▶ [Task goal] Could you work out how many lines in the material below hold the word "table"? Give only the number in reply.

▶ [Dataset records]
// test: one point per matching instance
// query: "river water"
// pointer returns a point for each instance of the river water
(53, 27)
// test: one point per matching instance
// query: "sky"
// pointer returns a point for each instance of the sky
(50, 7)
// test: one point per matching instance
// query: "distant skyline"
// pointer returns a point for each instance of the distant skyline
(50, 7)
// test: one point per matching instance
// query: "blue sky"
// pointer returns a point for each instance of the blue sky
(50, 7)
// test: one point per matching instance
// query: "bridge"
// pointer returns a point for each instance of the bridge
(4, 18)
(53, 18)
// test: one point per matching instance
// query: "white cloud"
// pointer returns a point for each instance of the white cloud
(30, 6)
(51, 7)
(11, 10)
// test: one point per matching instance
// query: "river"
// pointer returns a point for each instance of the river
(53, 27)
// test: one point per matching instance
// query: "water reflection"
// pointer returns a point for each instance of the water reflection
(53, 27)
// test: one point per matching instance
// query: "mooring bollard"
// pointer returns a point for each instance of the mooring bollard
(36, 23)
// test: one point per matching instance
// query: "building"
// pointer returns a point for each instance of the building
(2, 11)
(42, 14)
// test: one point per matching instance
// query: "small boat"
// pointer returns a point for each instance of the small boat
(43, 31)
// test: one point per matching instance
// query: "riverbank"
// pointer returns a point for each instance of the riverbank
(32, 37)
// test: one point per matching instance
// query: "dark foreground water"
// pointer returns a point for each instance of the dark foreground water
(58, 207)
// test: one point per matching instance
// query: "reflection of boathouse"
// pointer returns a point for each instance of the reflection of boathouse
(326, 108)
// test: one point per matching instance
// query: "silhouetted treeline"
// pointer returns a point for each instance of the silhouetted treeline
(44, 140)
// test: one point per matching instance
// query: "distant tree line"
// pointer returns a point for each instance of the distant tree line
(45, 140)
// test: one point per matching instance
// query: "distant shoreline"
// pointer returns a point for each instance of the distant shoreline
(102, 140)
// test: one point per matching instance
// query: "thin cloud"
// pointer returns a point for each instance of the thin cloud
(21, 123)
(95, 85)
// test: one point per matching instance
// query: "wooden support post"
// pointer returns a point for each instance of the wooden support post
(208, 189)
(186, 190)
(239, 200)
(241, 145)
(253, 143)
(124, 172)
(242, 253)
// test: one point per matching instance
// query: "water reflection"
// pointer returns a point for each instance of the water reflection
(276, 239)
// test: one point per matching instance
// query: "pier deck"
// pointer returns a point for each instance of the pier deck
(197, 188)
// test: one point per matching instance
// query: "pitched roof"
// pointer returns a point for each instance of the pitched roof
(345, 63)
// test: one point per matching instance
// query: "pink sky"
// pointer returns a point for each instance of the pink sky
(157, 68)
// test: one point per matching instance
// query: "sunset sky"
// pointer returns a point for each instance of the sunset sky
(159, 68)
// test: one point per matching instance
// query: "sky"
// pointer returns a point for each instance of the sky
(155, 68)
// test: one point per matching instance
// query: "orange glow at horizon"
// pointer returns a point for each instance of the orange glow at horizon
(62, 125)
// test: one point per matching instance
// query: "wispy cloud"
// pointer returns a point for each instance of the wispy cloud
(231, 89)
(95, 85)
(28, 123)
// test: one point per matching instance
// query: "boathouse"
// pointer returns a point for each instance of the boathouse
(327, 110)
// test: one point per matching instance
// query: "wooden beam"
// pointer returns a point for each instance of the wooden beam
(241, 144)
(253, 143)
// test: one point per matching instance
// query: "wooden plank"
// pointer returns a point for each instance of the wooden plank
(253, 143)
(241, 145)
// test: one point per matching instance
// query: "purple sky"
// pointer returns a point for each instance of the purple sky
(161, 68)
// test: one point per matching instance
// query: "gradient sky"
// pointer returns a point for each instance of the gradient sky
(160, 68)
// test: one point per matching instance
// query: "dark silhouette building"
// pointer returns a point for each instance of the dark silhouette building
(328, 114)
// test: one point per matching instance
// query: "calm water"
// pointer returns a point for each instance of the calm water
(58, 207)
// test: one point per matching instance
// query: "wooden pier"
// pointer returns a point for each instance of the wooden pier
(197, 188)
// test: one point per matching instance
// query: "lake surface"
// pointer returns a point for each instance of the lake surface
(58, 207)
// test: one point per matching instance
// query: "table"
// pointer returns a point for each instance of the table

...

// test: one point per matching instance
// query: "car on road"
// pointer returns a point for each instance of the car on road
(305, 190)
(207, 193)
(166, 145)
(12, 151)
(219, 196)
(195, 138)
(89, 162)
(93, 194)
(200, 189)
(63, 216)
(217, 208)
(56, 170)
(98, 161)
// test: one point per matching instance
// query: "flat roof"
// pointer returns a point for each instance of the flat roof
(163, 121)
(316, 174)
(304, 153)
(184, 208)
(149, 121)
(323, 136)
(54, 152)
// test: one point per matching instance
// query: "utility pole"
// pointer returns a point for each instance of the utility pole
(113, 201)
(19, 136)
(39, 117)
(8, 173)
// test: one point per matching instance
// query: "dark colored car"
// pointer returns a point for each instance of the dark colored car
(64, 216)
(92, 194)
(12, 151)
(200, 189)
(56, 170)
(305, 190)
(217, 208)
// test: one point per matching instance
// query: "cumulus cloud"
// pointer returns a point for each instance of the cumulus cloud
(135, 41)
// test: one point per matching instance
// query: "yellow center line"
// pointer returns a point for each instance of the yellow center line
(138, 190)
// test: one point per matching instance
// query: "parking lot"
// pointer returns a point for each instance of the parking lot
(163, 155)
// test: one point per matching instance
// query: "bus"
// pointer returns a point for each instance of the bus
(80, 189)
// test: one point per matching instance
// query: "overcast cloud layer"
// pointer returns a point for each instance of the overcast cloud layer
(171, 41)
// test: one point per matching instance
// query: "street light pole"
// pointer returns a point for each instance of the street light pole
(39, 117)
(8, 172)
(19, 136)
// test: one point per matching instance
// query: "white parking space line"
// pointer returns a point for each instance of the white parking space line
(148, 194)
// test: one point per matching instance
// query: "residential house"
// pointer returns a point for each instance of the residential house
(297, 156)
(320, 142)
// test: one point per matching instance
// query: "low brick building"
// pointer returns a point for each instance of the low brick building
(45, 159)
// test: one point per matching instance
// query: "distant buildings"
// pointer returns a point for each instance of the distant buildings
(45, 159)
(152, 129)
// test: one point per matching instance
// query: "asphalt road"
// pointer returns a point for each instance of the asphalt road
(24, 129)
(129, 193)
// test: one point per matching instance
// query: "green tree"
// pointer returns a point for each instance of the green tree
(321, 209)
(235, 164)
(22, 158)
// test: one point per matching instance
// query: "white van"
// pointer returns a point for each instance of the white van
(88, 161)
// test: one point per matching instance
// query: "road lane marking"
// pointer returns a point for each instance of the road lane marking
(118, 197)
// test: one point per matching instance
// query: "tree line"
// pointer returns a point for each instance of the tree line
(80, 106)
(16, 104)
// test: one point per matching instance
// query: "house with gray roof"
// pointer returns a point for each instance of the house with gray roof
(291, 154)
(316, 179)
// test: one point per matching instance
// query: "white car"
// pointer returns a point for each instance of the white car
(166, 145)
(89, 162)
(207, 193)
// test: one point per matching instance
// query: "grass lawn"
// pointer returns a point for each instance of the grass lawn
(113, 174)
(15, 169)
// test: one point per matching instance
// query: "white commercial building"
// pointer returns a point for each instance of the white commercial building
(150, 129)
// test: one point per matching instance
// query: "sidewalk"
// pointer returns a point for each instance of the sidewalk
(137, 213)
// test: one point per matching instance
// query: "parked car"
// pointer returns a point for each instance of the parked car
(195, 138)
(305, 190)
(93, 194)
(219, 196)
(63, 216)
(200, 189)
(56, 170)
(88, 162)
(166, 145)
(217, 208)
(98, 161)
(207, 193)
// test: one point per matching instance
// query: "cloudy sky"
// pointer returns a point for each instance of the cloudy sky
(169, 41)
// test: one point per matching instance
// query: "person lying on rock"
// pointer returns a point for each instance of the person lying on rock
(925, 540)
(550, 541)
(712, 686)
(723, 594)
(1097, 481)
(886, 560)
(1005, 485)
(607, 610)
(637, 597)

* * *

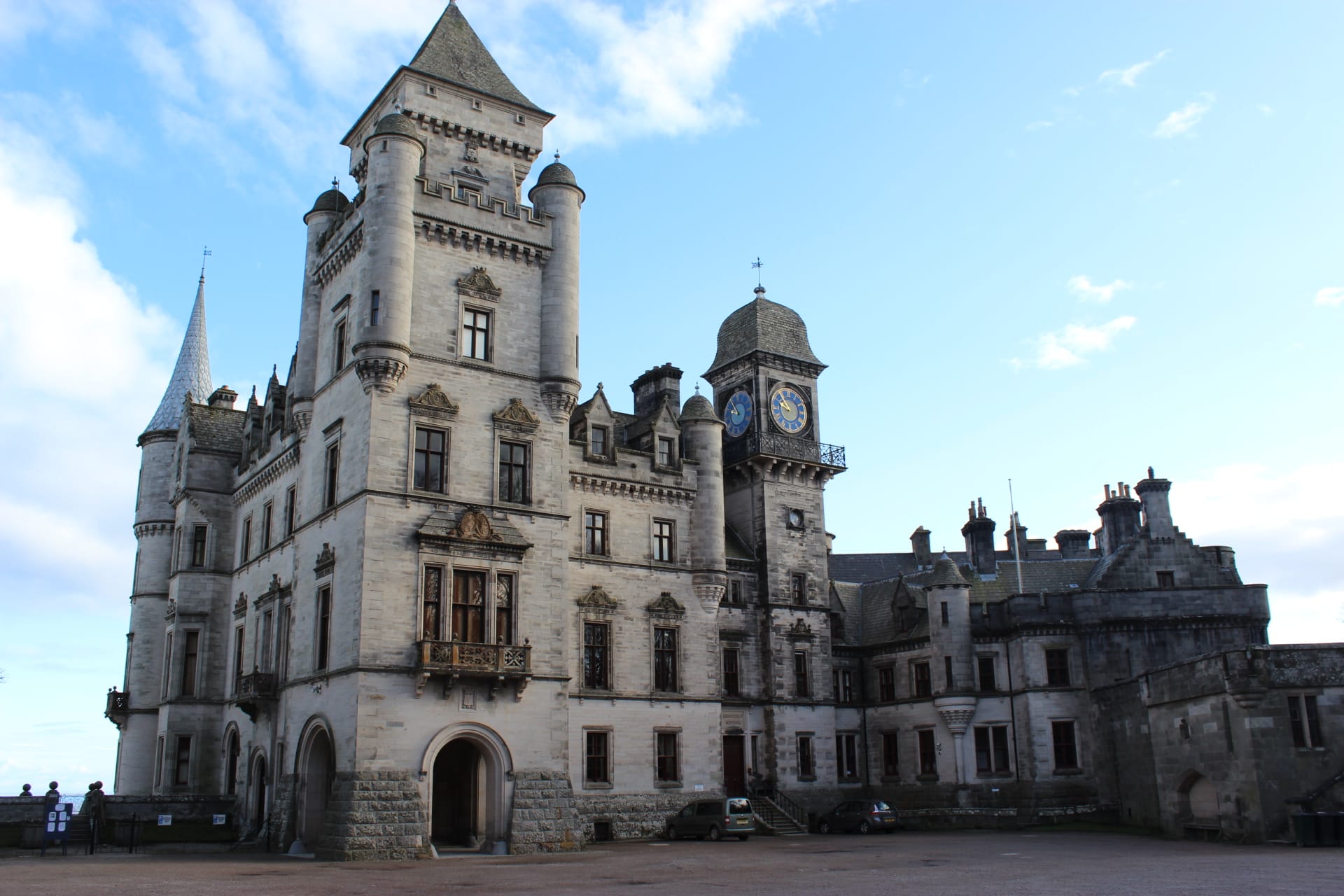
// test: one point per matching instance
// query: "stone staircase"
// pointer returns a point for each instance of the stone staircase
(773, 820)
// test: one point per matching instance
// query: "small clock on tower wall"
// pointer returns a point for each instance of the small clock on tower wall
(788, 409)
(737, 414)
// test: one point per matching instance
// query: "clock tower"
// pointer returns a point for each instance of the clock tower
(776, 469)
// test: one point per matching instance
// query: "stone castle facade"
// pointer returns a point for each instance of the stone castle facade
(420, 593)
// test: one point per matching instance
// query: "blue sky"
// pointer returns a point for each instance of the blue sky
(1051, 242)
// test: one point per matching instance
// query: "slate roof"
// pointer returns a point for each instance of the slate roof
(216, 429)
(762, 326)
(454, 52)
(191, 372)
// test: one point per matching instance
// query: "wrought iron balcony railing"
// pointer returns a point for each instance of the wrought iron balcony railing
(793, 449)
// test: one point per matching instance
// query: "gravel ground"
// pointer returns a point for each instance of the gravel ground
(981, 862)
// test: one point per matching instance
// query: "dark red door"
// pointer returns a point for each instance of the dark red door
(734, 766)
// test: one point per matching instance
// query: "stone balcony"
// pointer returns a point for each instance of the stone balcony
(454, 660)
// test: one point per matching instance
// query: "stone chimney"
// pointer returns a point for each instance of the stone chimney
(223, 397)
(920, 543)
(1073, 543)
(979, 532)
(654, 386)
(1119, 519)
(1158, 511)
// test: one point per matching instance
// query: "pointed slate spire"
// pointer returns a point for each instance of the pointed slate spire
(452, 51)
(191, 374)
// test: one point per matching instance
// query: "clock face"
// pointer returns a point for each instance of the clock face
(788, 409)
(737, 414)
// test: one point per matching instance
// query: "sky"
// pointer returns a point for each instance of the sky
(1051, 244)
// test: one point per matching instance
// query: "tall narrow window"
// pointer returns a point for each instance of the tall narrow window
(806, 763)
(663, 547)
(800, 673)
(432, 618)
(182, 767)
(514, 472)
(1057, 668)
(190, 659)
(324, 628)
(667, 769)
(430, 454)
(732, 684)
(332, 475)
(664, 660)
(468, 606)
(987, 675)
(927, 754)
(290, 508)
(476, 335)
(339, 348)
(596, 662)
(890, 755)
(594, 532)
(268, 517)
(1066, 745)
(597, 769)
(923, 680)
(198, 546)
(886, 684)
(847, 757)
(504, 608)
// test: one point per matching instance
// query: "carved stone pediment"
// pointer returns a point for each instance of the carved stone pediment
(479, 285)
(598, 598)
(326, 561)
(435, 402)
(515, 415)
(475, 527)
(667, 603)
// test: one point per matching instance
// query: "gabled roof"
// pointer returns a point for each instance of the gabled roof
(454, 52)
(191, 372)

▶ [Response to this task] 2